→ TEXTAUSZUG

++++++++++++++++++++

Vor dem Landesgericht Salzburg beginnt demnächst ein Drogenprozess, der von ungewöhnlich hohem öffentlichen Interesse begleitet wird. Es handelt sich, so nennt es der Sprecher des Gerichts, um einen „Nebenstrang der Ermittlungen zum Ibiza-Video“, jener Affäre also, über die im Sommer 2019 die österreichische Regierung stürzte. Die Staatsanwaltschaft Wien wirft dem Privatdetektiv Slaven K. (53 Jahre) und seiner Komplizin Katarina H. (34) vor, zwischen Anfang 2017 und Ende 2019 rund 3,1 Kilogramm Kokain erworben und teilweise weiterverkauft zu haben. In einer Pressemitteilung teilte das Gericht jetzt mit, dass der Prozess am 25. September in Salzburg stattfinden soll.
In einem zweiten Ermittlungsverfahren wird Slaven K. von den Ermittlern zudem verdächtigt, mit dem Ibiza-Video zu tun zu haben, das im Juli 2017 auf einer Finca der Mittelmeerinsel gedreht wurde. Auf dem Video sind die damaligen FPÖ-Politiker Heinz-Christian Strache und Johann Gudenus zu sehen, die über verschleierte Parteispenden, anrüchige Geschäfte und die versuchte Übernahme von Österreichs einflussreichster Tageszeitung fabulieren und damit einen tiefen Einblick in ihre Gedankenwelt offenbaren. Die Vorgänge rund um das Ibiza-Video selbst sind allerdings nicht Teil der Ende September in Salzburg stattfindenden Gerichtsverhandlung.

++++++++++++++++++++

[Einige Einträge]
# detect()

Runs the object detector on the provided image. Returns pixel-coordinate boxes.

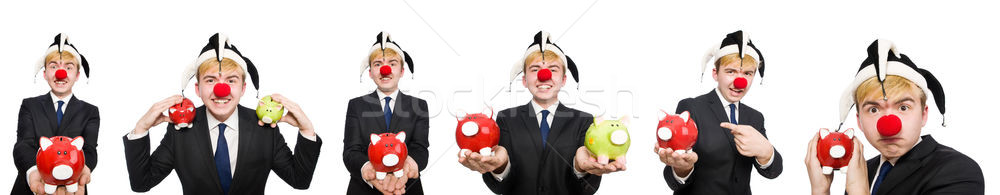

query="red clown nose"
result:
[56,69,67,80]
[212,83,230,97]
[378,66,392,76]
[733,77,747,89]
[875,114,903,137]
[538,69,552,81]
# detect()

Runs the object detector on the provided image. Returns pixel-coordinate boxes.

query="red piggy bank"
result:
[168,98,194,130]
[656,111,698,153]
[368,131,408,179]
[35,136,84,194]
[816,129,854,174]
[455,113,500,156]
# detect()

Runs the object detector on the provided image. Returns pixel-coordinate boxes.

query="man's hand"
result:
[132,95,184,135]
[653,146,698,177]
[719,123,774,165]
[28,166,90,195]
[257,93,316,136]
[573,146,625,176]
[805,129,836,195]
[845,137,871,195]
[458,146,509,174]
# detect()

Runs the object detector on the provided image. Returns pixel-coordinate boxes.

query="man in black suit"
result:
[655,31,782,194]
[805,40,986,195]
[10,34,101,194]
[458,32,625,194]
[344,32,430,195]
[122,34,323,194]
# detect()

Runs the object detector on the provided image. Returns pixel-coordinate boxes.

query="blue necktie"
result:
[538,110,549,146]
[215,123,233,194]
[56,100,66,126]
[872,161,892,194]
[383,97,392,129]
[729,104,739,124]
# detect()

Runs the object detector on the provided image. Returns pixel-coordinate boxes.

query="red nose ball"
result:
[538,69,552,81]
[56,69,68,80]
[378,66,392,76]
[733,77,747,89]
[212,83,230,97]
[876,114,903,136]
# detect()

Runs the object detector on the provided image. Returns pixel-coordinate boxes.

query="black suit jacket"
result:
[868,135,986,194]
[483,102,601,194]
[344,91,430,195]
[10,93,101,194]
[663,90,782,194]
[122,106,323,194]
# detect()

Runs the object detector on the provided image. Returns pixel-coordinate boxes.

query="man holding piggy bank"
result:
[805,40,985,195]
[458,32,625,194]
[122,34,323,194]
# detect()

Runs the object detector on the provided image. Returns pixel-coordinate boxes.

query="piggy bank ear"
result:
[38,137,52,151]
[680,111,691,123]
[371,133,382,145]
[819,128,830,139]
[396,131,406,142]
[69,136,83,150]
[656,109,669,121]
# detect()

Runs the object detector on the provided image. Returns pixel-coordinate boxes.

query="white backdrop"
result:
[0,0,1000,194]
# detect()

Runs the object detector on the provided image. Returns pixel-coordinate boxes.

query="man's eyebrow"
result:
[896,97,916,104]
[861,101,878,106]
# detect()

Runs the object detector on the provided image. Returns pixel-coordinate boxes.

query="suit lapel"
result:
[389,92,410,133]
[878,135,938,194]
[56,96,81,134]
[518,102,552,155]
[361,90,389,134]
[702,90,739,150]
[38,94,59,136]
[539,103,575,144]
[232,108,258,192]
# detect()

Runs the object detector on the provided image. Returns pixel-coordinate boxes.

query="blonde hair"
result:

++++++++++++++++++++

→ ÜBUNGEN
1. Beantworten Sie anhand des Textauszugs:
(a) Welche Menge Kokain sollen Slaven K. und Katarina H. laut Staatsanwaltschaft Wien erworben haben?
(b) Für welches Datum ist der Prozess in Salzburg angesetzt?
(c) In welchem Monat und Jahr wurde das Ibiza-Video gedreht?
2. Wählen Sie jede Zeile der Einträge aus, die die Zeichenfolge „piggy“ enthält. Groß- und Kleinschreibung ist dabei zu beachten.

→ LÖSUNGEN IM EINZELNEN
1.
(a) Rund 3,1 Kilogramm.
(b) Für den 25. September.
(c) Im Juli 2017.

2.
query="red piggy bank"
query="man holding piggy bank"
query="piggy bank ear"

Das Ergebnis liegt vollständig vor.